▸ **REQUEST**
Report each line of the entries below that contains the word "center", matching case exactly.

▸ **Annotated coordinate records**
◇ ◇ ◇ ◇ ◇

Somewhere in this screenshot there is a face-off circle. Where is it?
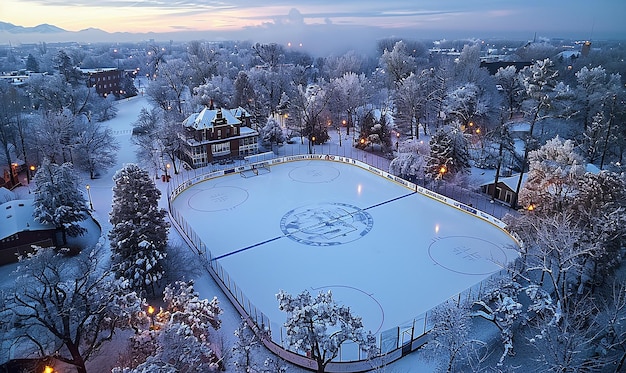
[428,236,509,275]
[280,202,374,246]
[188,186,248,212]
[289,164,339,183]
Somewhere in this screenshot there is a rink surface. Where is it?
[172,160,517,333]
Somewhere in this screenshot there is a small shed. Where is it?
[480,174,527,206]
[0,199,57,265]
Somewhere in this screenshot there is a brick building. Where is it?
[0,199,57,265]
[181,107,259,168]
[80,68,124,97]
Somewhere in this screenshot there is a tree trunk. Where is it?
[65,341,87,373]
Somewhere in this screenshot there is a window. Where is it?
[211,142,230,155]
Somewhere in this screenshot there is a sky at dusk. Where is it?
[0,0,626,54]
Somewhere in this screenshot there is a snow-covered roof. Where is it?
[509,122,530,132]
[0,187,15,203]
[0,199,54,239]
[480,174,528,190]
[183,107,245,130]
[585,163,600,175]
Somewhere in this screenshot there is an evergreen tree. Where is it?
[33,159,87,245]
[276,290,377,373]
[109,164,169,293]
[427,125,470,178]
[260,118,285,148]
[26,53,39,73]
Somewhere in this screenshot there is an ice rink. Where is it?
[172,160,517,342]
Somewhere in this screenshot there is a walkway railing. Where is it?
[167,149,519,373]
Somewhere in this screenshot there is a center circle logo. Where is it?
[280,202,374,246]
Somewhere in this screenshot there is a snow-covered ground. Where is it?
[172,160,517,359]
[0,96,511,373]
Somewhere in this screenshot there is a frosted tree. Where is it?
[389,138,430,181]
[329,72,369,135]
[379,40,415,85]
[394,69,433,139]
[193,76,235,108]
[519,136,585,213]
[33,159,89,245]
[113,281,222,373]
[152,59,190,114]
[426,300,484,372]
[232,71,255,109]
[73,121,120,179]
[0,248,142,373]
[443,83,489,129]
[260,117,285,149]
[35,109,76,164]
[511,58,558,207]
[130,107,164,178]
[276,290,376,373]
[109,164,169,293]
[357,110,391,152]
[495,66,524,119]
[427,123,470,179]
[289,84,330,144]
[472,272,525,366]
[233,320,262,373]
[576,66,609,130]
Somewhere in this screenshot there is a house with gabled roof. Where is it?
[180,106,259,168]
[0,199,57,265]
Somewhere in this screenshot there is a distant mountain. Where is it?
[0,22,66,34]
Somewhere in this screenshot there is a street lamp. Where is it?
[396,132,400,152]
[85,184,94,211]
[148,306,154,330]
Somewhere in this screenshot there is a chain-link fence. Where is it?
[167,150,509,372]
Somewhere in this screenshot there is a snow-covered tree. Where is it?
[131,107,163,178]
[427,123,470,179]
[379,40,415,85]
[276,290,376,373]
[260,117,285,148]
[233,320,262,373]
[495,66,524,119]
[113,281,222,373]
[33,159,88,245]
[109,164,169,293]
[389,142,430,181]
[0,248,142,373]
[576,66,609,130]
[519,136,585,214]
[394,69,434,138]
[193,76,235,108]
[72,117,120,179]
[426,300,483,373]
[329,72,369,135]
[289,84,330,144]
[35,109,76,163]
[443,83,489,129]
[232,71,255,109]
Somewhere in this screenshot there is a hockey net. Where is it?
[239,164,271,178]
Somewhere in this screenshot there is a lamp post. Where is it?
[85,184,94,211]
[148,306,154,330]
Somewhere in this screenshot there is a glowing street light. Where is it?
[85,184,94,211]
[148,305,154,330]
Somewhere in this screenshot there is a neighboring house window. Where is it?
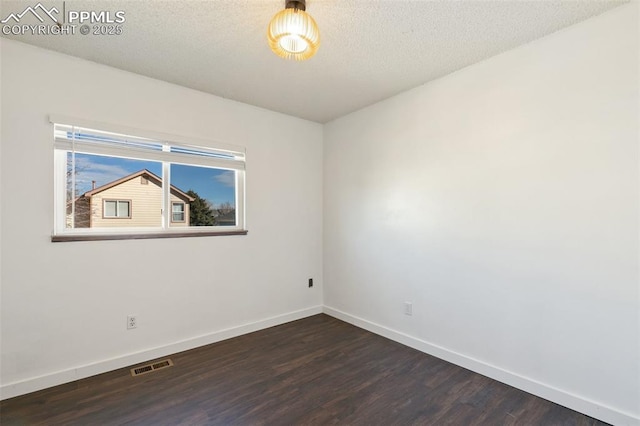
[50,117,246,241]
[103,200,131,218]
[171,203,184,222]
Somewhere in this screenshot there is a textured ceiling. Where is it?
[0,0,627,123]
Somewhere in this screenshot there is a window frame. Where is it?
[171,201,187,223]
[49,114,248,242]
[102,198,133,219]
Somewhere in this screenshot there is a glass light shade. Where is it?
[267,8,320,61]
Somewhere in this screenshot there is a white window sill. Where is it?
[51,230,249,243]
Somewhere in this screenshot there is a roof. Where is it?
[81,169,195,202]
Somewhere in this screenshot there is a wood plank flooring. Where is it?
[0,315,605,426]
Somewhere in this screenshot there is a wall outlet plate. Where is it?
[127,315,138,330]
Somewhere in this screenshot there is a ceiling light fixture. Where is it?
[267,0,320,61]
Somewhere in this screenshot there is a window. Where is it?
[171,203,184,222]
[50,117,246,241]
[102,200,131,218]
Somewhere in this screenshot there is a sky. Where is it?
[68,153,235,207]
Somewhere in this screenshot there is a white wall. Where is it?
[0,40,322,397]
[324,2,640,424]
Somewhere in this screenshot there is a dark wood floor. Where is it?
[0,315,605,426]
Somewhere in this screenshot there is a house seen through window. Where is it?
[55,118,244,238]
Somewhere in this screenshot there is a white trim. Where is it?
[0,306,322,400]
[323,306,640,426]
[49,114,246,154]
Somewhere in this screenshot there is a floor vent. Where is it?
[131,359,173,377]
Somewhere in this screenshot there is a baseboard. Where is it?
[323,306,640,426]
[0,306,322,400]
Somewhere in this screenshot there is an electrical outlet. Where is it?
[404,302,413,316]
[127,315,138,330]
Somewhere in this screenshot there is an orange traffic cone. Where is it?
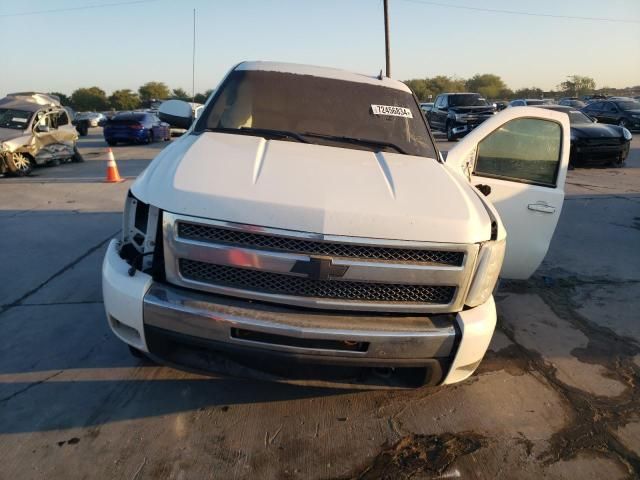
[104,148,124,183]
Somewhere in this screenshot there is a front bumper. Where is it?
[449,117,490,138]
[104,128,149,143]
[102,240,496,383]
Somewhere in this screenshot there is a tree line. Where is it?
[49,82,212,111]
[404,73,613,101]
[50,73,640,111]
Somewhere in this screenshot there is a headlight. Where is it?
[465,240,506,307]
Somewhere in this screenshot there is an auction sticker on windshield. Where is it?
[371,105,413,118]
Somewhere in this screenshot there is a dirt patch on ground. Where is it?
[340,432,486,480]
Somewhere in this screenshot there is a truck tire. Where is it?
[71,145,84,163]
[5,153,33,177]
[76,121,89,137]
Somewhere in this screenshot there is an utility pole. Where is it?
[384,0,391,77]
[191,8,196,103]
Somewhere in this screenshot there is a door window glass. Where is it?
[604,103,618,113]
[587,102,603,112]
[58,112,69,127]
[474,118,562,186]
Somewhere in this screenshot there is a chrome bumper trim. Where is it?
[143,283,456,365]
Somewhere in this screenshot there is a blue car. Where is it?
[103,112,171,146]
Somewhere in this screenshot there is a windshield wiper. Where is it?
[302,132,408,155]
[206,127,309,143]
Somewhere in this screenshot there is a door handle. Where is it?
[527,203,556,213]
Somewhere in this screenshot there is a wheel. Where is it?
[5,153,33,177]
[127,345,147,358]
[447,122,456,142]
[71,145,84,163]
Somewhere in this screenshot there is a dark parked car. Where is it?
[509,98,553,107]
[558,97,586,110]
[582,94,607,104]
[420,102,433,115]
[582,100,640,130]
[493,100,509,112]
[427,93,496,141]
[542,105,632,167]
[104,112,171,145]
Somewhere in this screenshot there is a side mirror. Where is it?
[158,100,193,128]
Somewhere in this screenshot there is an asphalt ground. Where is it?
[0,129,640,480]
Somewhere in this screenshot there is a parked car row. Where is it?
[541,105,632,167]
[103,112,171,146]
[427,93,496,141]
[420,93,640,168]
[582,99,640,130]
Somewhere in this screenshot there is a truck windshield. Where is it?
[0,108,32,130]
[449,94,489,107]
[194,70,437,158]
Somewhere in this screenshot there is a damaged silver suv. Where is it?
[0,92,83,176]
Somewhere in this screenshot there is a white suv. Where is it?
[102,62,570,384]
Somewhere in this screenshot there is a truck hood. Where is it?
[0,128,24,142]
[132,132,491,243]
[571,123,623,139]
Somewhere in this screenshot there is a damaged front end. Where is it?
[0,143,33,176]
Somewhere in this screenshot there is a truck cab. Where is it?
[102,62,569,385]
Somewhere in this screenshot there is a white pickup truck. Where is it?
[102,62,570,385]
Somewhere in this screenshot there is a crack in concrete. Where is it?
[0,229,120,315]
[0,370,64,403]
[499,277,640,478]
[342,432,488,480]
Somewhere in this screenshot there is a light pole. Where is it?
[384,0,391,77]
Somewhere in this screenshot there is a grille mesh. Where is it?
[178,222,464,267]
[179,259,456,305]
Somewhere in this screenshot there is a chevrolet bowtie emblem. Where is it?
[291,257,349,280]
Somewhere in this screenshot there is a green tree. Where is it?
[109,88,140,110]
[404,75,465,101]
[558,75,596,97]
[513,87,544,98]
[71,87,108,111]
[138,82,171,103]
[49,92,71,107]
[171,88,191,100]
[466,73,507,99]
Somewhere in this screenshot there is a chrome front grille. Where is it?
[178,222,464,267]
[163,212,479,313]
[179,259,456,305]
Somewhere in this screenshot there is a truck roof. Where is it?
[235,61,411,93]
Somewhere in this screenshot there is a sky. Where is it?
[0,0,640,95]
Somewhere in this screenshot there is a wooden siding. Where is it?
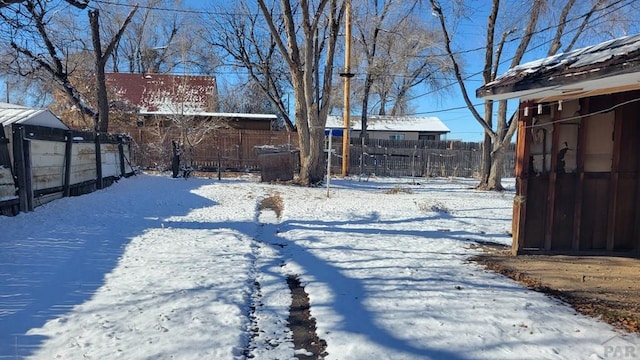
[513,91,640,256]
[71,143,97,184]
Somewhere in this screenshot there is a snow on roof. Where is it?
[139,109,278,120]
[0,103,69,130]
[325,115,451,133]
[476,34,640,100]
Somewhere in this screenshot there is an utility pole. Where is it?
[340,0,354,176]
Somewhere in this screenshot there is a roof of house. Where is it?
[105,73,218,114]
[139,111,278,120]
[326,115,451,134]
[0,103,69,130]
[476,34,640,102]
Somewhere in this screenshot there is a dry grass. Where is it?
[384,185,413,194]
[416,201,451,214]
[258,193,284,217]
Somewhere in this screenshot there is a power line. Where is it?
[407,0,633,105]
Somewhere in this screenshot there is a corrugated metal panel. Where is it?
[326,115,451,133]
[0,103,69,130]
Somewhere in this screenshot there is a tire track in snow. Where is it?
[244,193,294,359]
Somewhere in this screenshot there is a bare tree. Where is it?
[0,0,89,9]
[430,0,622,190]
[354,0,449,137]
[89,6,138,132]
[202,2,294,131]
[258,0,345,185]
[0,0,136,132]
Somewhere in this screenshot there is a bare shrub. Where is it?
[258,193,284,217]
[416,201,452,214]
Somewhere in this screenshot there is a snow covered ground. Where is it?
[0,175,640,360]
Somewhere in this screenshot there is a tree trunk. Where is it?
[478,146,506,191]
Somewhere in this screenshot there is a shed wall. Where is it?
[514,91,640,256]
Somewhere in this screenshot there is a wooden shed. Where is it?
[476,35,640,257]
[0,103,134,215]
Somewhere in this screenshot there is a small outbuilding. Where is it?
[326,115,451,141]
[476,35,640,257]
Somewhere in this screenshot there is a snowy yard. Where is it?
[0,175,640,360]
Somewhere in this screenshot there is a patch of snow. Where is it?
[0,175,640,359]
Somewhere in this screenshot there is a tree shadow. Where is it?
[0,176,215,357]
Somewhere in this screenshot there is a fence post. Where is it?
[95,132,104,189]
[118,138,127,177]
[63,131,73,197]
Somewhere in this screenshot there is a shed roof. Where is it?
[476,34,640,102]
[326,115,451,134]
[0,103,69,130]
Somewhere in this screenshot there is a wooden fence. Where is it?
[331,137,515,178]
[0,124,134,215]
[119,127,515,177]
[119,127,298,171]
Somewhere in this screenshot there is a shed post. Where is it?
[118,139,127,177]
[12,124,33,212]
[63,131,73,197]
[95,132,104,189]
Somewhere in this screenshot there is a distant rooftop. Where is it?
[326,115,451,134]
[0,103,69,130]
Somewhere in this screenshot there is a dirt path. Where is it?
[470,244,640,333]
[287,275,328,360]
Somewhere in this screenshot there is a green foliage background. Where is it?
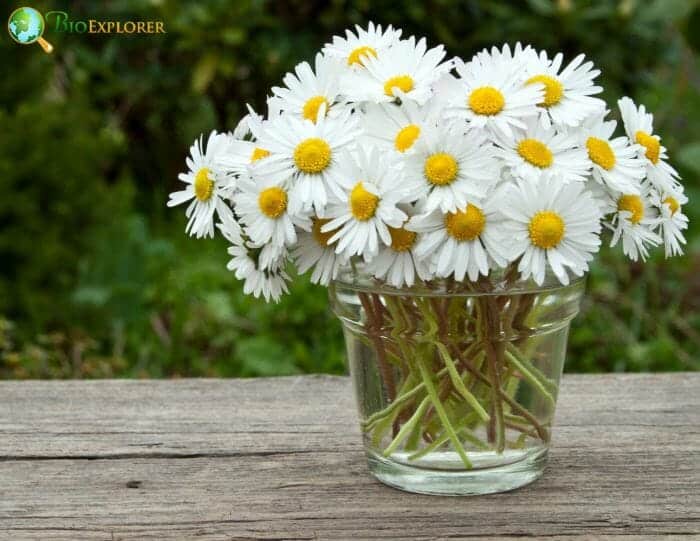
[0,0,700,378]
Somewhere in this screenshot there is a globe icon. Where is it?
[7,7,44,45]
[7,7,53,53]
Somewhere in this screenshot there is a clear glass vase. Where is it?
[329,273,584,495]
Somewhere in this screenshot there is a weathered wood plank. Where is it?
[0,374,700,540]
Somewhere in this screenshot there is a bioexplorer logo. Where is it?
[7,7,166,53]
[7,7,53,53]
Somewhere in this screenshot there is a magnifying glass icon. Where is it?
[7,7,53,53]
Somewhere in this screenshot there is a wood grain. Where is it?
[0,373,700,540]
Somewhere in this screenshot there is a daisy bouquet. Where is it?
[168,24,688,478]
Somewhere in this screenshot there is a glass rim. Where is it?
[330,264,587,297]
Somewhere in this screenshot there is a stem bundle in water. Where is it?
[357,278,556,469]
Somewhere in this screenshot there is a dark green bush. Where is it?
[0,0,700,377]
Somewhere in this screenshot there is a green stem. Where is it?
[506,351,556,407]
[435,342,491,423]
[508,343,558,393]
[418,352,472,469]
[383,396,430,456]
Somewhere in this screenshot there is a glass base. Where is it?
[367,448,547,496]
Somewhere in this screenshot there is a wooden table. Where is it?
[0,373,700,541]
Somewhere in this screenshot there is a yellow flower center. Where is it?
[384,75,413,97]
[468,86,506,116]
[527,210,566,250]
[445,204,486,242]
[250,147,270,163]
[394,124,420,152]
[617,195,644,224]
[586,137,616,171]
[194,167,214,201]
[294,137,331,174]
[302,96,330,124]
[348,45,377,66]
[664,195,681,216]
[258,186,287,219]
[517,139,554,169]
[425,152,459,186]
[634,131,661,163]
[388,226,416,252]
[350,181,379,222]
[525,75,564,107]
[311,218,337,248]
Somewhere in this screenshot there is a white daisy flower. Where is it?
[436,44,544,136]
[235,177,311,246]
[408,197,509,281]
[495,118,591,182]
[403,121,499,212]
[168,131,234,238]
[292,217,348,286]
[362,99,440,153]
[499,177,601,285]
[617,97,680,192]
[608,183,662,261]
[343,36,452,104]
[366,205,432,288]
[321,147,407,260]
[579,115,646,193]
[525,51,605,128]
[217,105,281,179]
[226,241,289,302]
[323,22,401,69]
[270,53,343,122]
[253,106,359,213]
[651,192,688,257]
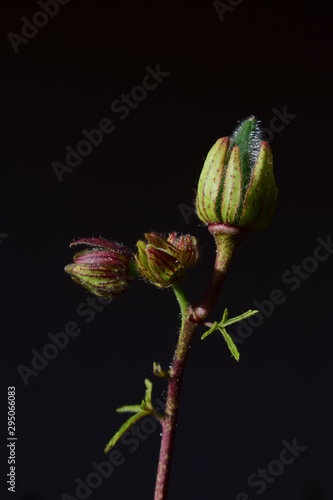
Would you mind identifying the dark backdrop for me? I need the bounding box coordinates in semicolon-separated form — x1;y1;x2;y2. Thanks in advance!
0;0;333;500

◇ ◇ ◇ ◇ ◇

▸ **SOLUTION TO THE PROBLEM**
Somewhere in this screenshot there is a center circle logo. Where is it?
Somewhere in this screenshot there is a yellow flower center. Where is it?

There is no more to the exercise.